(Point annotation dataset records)
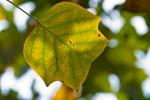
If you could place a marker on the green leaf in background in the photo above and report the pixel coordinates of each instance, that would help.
(64, 45)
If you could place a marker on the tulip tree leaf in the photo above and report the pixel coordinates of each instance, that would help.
(64, 44)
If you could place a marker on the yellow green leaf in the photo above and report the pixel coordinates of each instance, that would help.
(63, 46)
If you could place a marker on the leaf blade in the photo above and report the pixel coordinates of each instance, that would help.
(62, 49)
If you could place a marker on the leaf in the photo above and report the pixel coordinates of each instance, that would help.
(63, 46)
(64, 92)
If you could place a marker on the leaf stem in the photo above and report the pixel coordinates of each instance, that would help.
(25, 12)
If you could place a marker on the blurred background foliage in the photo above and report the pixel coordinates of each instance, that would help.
(116, 71)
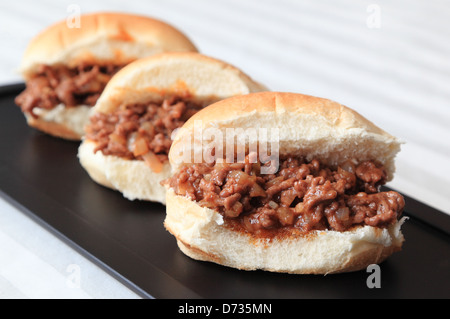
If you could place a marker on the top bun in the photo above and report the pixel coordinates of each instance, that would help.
(191, 74)
(307, 126)
(107, 36)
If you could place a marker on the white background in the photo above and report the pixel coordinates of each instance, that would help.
(389, 60)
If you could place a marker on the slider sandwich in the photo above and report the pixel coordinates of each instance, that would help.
(302, 197)
(67, 66)
(129, 134)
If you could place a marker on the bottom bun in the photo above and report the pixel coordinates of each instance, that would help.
(201, 235)
(133, 178)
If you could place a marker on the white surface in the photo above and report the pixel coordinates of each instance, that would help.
(389, 60)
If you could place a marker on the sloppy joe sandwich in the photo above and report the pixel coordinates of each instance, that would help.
(130, 131)
(67, 66)
(310, 205)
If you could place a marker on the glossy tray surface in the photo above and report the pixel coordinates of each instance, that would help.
(41, 176)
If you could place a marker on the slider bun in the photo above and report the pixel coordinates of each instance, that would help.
(102, 38)
(308, 126)
(203, 78)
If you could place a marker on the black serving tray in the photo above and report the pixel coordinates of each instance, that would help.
(42, 177)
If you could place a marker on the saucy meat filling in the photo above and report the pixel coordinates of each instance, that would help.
(301, 195)
(141, 131)
(53, 85)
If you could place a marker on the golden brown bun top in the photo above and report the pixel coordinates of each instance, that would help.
(103, 36)
(307, 126)
(189, 74)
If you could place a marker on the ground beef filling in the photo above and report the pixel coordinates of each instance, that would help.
(53, 85)
(301, 195)
(141, 131)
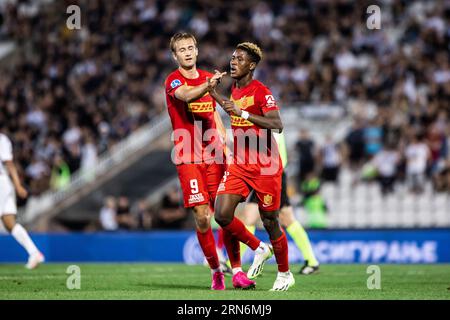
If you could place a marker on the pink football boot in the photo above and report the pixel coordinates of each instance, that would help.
(218, 282)
(240, 280)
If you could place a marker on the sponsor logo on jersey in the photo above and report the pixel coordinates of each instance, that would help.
(221, 187)
(175, 83)
(270, 101)
(268, 200)
(240, 122)
(244, 102)
(198, 107)
(194, 198)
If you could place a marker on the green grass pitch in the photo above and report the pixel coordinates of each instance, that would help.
(182, 282)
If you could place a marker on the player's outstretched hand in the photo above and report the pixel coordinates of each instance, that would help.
(231, 108)
(219, 75)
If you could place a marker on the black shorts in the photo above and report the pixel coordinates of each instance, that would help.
(284, 197)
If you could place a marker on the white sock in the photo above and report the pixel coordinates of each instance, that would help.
(261, 248)
(22, 237)
(236, 270)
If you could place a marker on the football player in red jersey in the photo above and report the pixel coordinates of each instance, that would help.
(192, 112)
(254, 113)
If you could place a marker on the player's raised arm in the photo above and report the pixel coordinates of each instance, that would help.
(189, 94)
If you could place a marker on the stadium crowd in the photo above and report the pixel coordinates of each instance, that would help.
(72, 94)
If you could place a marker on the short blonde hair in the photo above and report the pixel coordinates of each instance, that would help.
(180, 36)
(252, 49)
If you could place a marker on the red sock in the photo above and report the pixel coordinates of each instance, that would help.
(233, 249)
(238, 230)
(280, 249)
(220, 240)
(208, 245)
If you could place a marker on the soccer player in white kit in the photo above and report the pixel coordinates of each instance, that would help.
(8, 208)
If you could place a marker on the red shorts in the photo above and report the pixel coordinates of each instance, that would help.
(199, 182)
(267, 188)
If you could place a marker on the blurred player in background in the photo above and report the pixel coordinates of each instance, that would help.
(8, 207)
(192, 113)
(250, 216)
(253, 113)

Problem description: What is needed is an exact reproduction of the data, pictures excluded.

The solution:
If you could place a marker on the green leaf in background in the photo above and report the pixel coordinates of each instance, that would help.
(64, 45)
If you could place a marker on the tulip tree leaf in the photo above and report the pixel coordinates of each instance, that would help.
(64, 44)
If you could place a marker on the yellow green leaf in the photo above and report the pixel coordinates of each instance, that would help.
(63, 46)
If you could place a marker on the leaf blade in the photo above and report the pixel coordinates of each instance, that would help.
(62, 49)
If you could place a marker on the leaf in the photo above and report the pixel coordinates of each instance, that would help.
(63, 46)
(64, 92)
If you could place a marker on the leaf stem in the photo above and report the pixel coordinates of each instance, that would help.
(25, 12)
If you could place a marker on the blurred background foliage in the photo above and report the pixel coordinates of each instance, that would help.
(116, 71)
If you could place a marker on the top bun in the photo above and report the pixel coordinates of each instance, that would help.
(191, 74)
(307, 126)
(107, 36)
If you could place a marker on the white background in the photo above and report the pixel coordinates of each instance, that would help.
(389, 60)
If you could place a marker on the slider sandwich in the photo above and report the pixel coordinates of each instance, that would help.
(302, 197)
(67, 66)
(129, 134)
If you could place a marker on the bottom bun in the photo above and report the pixel coordinates of each instance, that would help.
(201, 235)
(133, 178)
If you could place a marker on the white surface in the photo above and report the pixel coordinates of each instance, that would help.
(389, 60)
If you could place a marker on the sloppy joe sandwich in the photo above and report the pixel coordinates of each instance, that would help.
(130, 131)
(67, 66)
(310, 205)
If you could place a marker on the glossy tray surface in the photo above and report the pixel coordinates of each instance, that would help.
(41, 176)
If you could place a marker on the slider bun in the photo above and report the pixel coordinates of each instance, that would help.
(102, 38)
(308, 126)
(203, 78)
If you could place a marker on the black serving tray in the photo above and report the pixel coordinates of each instance, that would help.
(42, 177)
If you could place a marker on the saucy meat filling in the photo above and report the pixel coordinates of each instance, that would help.
(301, 195)
(141, 131)
(53, 85)
If you could place a marker on the golden brown bun top in the photo above and report the pixel coordinates of each instance, that would help.
(103, 36)
(307, 126)
(189, 74)
If you could place a marker on the ground beef filling in the photo above and report the pixel coordinates of each instance, that would help.
(53, 85)
(301, 195)
(141, 131)
If you could place a marker on the pink football boot in the photo above and report the pixel coordinates of each instance, that would help.
(218, 282)
(240, 280)
If you could place a marker on the sponsor logo on jersey in the photo above and report the pixel coordinates of each instance, that would help.
(221, 187)
(175, 83)
(270, 101)
(268, 200)
(240, 122)
(244, 102)
(198, 107)
(194, 198)
If you could place a marker on the green grass pitch in the photo above and report the pixel coordinates of each instance, that would help.
(182, 282)
If you could place a marker on the player's outstretched hand in the photo above and report the pixel coordinates of each instance, that would help.
(231, 108)
(219, 75)
If you could place a marker on the black shorts in the photo above and report the pixel coordinates of each instance, that would help.
(284, 197)
If you could place a marker on the white sock in the photo above and report the pixel coordinates of each instance, that would help.
(261, 248)
(22, 237)
(236, 270)
If you could place a marker on the football player in red jersey in the photo above and report the pixel coordinates of each instance, that would help.
(192, 112)
(254, 113)
If you could place a marker on the player's raised arm in the photo above and report the pixel coordinates of each instance, that would help.
(189, 94)
If you could place a marker on the stadium crowd in the photo above and report the pixel coordinates of each instance, that would help.
(72, 94)
If you could place a marker on the short blonde hair in the photo above and report the pixel coordinates of each instance, that would help.
(180, 36)
(252, 49)
If you could place a marker on the red sock in the photo above and report the pixel coordinates of each instance, that would help.
(233, 249)
(238, 230)
(280, 249)
(220, 240)
(208, 245)
If you could place a marker on the soccer player in white kit in the photo above and report the pixel coordinates of each instance, that would help.
(8, 208)
If you could place a marker on the red shorts in the photo above and report the pixel coordinates of each instance, that would help.
(199, 182)
(267, 188)
If you could place a marker on the blurred player in background in the photo above and report the pixel coordinates of each instance, that would help.
(8, 207)
(192, 113)
(250, 216)
(253, 113)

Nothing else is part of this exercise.